§ **Exercise aim**
Copy every record word for word.

§ **Data supplied**

....

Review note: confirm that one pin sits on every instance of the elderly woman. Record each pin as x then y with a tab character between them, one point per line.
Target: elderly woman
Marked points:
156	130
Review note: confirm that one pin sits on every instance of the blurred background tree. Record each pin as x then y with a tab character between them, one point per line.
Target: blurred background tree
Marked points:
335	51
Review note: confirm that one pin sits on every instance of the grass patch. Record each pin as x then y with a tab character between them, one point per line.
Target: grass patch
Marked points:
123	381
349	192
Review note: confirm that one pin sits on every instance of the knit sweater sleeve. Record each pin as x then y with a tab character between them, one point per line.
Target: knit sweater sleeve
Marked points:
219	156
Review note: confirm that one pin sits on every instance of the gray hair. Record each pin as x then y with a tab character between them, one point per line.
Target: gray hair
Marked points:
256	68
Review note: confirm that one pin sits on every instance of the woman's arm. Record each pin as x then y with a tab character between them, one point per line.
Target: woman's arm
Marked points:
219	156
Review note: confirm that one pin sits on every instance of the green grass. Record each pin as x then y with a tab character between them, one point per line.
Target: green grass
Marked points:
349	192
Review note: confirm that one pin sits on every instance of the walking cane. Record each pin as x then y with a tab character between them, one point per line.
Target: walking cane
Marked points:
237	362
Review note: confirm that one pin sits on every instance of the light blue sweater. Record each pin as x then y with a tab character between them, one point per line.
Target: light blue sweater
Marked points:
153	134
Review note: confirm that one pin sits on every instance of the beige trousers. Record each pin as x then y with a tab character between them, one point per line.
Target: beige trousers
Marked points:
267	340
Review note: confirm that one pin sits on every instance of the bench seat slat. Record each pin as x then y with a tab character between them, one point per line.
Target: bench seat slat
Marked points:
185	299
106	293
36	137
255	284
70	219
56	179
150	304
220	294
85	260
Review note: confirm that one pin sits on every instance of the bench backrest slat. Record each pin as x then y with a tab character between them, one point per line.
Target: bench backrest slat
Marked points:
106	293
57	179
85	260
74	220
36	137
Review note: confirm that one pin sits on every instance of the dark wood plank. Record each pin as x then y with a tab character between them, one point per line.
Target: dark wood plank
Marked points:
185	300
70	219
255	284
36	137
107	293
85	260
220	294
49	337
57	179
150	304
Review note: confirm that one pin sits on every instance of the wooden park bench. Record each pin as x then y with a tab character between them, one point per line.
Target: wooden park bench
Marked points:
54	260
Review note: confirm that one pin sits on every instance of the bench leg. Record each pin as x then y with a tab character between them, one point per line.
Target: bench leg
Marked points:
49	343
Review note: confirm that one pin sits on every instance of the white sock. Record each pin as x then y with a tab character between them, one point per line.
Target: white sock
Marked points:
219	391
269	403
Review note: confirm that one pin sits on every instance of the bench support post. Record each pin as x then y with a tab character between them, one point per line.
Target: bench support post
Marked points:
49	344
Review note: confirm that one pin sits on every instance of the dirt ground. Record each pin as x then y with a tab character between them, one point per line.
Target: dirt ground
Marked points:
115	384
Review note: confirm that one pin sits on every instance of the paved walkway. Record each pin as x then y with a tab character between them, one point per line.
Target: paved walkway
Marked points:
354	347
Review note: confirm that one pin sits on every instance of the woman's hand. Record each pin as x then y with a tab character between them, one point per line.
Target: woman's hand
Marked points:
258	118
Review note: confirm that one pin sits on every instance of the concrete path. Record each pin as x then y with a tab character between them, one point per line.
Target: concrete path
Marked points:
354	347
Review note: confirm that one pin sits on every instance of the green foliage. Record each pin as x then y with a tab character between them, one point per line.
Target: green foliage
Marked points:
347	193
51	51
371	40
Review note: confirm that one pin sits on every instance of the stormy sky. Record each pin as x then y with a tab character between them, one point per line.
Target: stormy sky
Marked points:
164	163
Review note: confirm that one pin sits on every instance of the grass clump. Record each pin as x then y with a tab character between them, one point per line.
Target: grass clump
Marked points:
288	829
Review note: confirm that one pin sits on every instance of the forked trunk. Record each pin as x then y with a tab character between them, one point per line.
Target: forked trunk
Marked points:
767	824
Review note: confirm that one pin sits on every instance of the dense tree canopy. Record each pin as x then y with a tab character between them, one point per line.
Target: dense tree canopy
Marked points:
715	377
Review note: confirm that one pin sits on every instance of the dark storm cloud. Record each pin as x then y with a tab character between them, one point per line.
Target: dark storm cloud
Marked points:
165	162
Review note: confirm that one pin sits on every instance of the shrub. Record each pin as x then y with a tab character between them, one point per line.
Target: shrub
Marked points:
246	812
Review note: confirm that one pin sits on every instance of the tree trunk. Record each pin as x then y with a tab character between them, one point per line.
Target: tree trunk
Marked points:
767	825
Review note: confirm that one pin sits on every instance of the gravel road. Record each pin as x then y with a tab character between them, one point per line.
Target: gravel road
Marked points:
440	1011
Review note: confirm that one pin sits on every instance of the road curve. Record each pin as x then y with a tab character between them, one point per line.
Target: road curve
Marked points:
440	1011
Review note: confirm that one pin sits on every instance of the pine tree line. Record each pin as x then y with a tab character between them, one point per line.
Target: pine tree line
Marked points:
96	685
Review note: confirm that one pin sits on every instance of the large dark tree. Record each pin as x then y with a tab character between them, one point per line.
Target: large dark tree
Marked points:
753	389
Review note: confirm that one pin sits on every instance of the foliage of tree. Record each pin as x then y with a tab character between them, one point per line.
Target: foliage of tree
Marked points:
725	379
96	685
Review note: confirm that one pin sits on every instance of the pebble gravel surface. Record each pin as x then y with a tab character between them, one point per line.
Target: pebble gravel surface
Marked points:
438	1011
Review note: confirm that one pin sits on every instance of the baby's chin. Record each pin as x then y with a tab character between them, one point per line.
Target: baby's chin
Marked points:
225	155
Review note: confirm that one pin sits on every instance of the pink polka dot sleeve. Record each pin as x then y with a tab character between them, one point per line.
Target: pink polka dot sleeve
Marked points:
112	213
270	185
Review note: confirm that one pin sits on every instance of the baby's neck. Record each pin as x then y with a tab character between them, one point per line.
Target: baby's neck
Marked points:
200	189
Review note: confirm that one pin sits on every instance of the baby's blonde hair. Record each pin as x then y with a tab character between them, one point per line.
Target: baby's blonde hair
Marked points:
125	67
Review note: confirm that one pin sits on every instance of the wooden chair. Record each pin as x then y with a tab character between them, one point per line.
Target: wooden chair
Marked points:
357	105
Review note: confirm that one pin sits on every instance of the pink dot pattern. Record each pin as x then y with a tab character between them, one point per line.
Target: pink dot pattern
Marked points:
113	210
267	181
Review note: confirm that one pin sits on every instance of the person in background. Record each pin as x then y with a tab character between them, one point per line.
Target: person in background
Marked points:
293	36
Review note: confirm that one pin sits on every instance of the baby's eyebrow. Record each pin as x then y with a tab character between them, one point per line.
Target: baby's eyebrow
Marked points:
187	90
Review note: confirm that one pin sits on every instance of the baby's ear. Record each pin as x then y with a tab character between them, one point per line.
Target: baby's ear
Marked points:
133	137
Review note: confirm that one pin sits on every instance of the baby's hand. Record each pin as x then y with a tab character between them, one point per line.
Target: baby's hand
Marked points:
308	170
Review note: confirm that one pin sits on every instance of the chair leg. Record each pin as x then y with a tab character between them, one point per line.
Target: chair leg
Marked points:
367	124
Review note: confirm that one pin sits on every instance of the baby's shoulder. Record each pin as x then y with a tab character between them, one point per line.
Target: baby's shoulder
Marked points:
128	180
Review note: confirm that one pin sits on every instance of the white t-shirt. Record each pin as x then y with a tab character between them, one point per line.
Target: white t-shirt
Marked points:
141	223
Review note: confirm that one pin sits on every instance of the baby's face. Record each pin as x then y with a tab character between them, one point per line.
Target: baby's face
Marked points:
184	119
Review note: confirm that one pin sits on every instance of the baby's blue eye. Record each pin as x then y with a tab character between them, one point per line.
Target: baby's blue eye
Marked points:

....

§ **Expected answer**
Review note: confirm that one pin sits on every instance of the elderly woman. Record each pin as x then y with a tab character between them, one point per line.
Target: elderly woman
Marked points:
156	130
Review note: confirm that one pin sits on every instance of the blurred background tree. Record each pin as x then y with a tab character between them, one point per line.
Target: blurred background tree
Marked points:
335	51
Review note: confirm that one pin sits on every instance of the grass patch. Record each pin as x then y with a tab character between them, one point per line.
Target: grass patch
Marked points:
123	381
349	192
Review note: confirm that one pin sits on every instance of the knit sweater sleeve. Record each pin as x then y with a tab character between them, one point per line.
Target: knit sweater sleeve
Marked points:
219	156
Review note: confirm that one pin sits on every instance of the gray hair. Record each pin as x then y with a tab character between them, one point per line.
Target: gray hair
Marked points:
256	68
Review note: confirm that one pin sits on every instance of the woman's arm. Record each pin as x then y with a tab character between them, one point per line.
Target: woman's arm
Marked points:
219	156
Review note: confirm that one pin sits on every instance of the green grass. Record each pin as x then y with a tab character between them, one point per line.
Target: green grass
Marked points:
349	192
Review note: confirm that one pin sits on every instance of the walking cane. Record each pin as x then y with a tab character between them, one point per line.
Target: walking cane
Marked points:
237	362
Review note: confirm that one pin sits on every instance of the light blue sweater. Record each pin as x then y with a tab character between them, one point per line.
Target: light blue sweater
Marked points:
153	134
Review note: confirm that one pin sits on every instance of the beige trousers. Record each pin as x then y with a tab character between them, one point per line.
Target: beige trousers
Marked points:
267	340
Review note: confirm that one pin sits on every instance of the bench seat slat. Record each pin as x then y with a tab character between them, one point per line.
Target: bench seat slat
Marked points:
185	299
106	293
36	137
255	284
70	219
56	179
150	304
220	294
85	260
Review note: confirm that one pin sits on every instance of the bench backrest slat. Record each pin as x then y with a tab character between them, one point per line.
Target: bench backrest slat
Marked points:
106	293
57	179
85	260
74	220
36	137
Review note: confirm that one pin sits on every instance of the dark wood plank. Record each pin as x then y with a tab character between them, one point per line.
Target: dark wood plank
Marked points:
185	300
70	219
255	284
36	137
107	293
85	260
220	294
49	337
57	179
150	304
Review note: confirm that one pin sits on every instance of the wooden park bench. Record each pin as x then y with a tab character between them, one point per line.
Target: wooden park bench
Marked points:
54	260
Review note: confirm that one pin sits on every instance of the bench leg. Record each pin as x then y with a tab character between them, one point per line.
Target: bench leg
Marked points:
49	343
Review note: confirm that one pin sits on every instance of the white sock. Record each pin as x then y with a tab character between them, one point per line.
Target: white sock
Marked points:
219	391
269	403
Review note: confirm that one pin sits on every instance of the bench support post. Record each pin as x then y with a tab character between them, one point per line.
Target: bench support post
Marked points:
49	344
Review note: confirm that one pin sits on every instance of the dirt ground. Record each pin as x then y with a tab character between them, one point per line.
Target: dirt ground
Marked points:
115	384
Review note: confirm that one pin sits on every instance of the paved walkway. Record each pin as x then y with a tab character between them, one point per line.
Target: paved walkway
Marked points:
354	347
Review note: confirm that one pin sits on every instance of the woman's hand. Record each pin as x then y with a tab character between them, one point per line.
Target: woman's hand
Marked points:
258	118
Review note: confirm that one pin sits on every instance of the concrete path. Record each pin as x then y with a tab character between them, one point per line.
Target: concrete path
Marked points:
354	347
Review note: confirm that one pin sits on every instance of the green foliage. Record each pin as x then y with a tab character between them, one point per line.
Target: green foliage
Marked points:
347	193
51	51
371	40
Review note: confirm that one pin sits on every instance of the stormy sky. Record each pin as x then y with a tab character between them, one point per line.
Target: stormy sky
Marked points:
164	163
Review note: confirm that one pin sits on every instance of the grass clump. Record each pin as x then y with a tab character between them, one point per line.
Target: grass clump
Marked points:
288	829
Review note: confirm that one pin sits on every instance of the forked trunk. Record each pin as x then y with a tab character between them, one point per line.
Target: forked trunk
Marked points:
767	824
Review note: confirm that one pin sits on every instance of the dense tree canopy. Record each pin as x then y with a tab character between them, one point per line.
Target: dense tree canopy
Marked points:
715	377
Review note: confirm that one pin sits on every instance of the dark storm cloud. Record each pin as x then y with a tab character between them, one point per line.
Target: dark storm cloud
Marked points:
165	162
Review note: confirm that one pin sits on every instance of the shrub. Record each pin as x then y with a tab character between them, one point per line.
Target: shrub
Marked points:
246	812
Review note: confirm that one pin sits on every instance of the tree trunk. Record each pin as x then y with a tab character between them, one point per line.
Target: tree trunk
Marked points:
767	825
Review note: confirm that one pin sits on every instance of the gravel road. Record each pin as x then y with a tab character between them, one point per line.
Target: gravel road
Marked points:
440	1011
Review note: confirm that one pin sits on every instance of the road curve. Record each pin as x then y with a tab character between them, one point per line.
Target: road curve
Marked points:
440	1011
Review note: confirm that one pin sits on every instance of the pine tree line. Record each pin as x then y with a tab character between them, one point per line.
Target: pine tree line
Marked points:
96	685
Review note: confirm that one pin sits on every instance of the large dark tree. Record each pin as x then y with a tab character between them, one point per line.
Target: large dark tree
Marked points:
753	389
Review note: confirm that one pin sits on every instance of the foliage of tree. Record each pin as x then y with a tab character between them, one point per line.
Target: foliage of tree
Marked points:
725	379
96	685
Review note: confirm that one pin sits on every instance of the pebble gravel surface. Record each pin as x then y with a tab character between them, one point per line.
Target: pebble gravel surface
Marked points:
438	1011
Review note: confirm that one pin sits on every instance of the baby's chin. Record each pin as x then y with a tab character between them, one point per line.
Target: baby's chin
Marked points:
225	155
Review note: confirm that one pin sits on every instance of the pink polka dot sleeve. Record each pin as x then y with a tab character between them, one point per line.
Target: pink polka dot sleeve
Marked points:
112	213
270	185
Review note: confirm that one pin sits on every instance of the baby's neck. Record each pin as x then y with a tab character between them, one point per line.
Target: baby's neck
Marked points:
200	189
Review note: confirm that one pin sits on every instance of the baby's blonde hair. Record each pin as x then y with a tab character between them, one point per line.
Target: baby's blonde hair
Marked points:
125	67
Review note: confirm that one pin sits on every instance of the wooden chair. Record each pin as x then y with a tab character between them, one point per line.
Target: wooden chair
Marked points:
357	105
Review note: confirm that one pin sits on every instance of the pink dot pattern. Record each pin as x then y with a tab character between them, one point per line.
Target: pink dot pattern
Marked points:
113	210
267	181
Review note: confirm that one pin sits on every instance of the person in background. Record each pin as x then y with a tab character between them, one point per line.
Target: person in background
Marked points:
293	36
Review note: confirm that one pin sits on every instance of the baby's eyebrow. Record each pin as x then y with a tab character between them, one point per line.
Target: baby's eyebrow
Marked points:
187	90
Review note: confirm that one pin sits on every instance of the baby's ear. Record each pin as x then y with a tab character between them, one point per line.
Target: baby's ear
Marked points:
133	137
Review note: confirm that one pin sits on every instance of the baby's hand. Record each pin as x then y with a tab character between them, one point per line.
Target: baby's hand
Marked points:
308	170
Review note: confirm that one pin sits on every instance of the chair leg. Record each pin as x then y with a tab character between them, one point per line.
Target: chair leg
Marked points:
367	124
Review note: confirm that one pin sits on every instance of the baby's shoulder. Record each pin as x then y with a tab character between them, one point per line.
Target: baby's shoulder
Marked points:
128	180
Review note: confirm that one pin sits on every instance of the white t-shirt. Record each pin as x then y with a tab character between them, one point per line.
Target: white t-shirt
Marked points:
141	223
Review note: confirm that one pin sits on every instance of the baby's face. Record each pin as x then y with a tab character between them, one point per line.
Target: baby's face
Marked points:
184	119
Review note: confirm that one pin sits on every instance of the baby's blue eye. Record each pin as x then y with a tab character between them, one point per line.
Target: baby's blue eye
Marked points:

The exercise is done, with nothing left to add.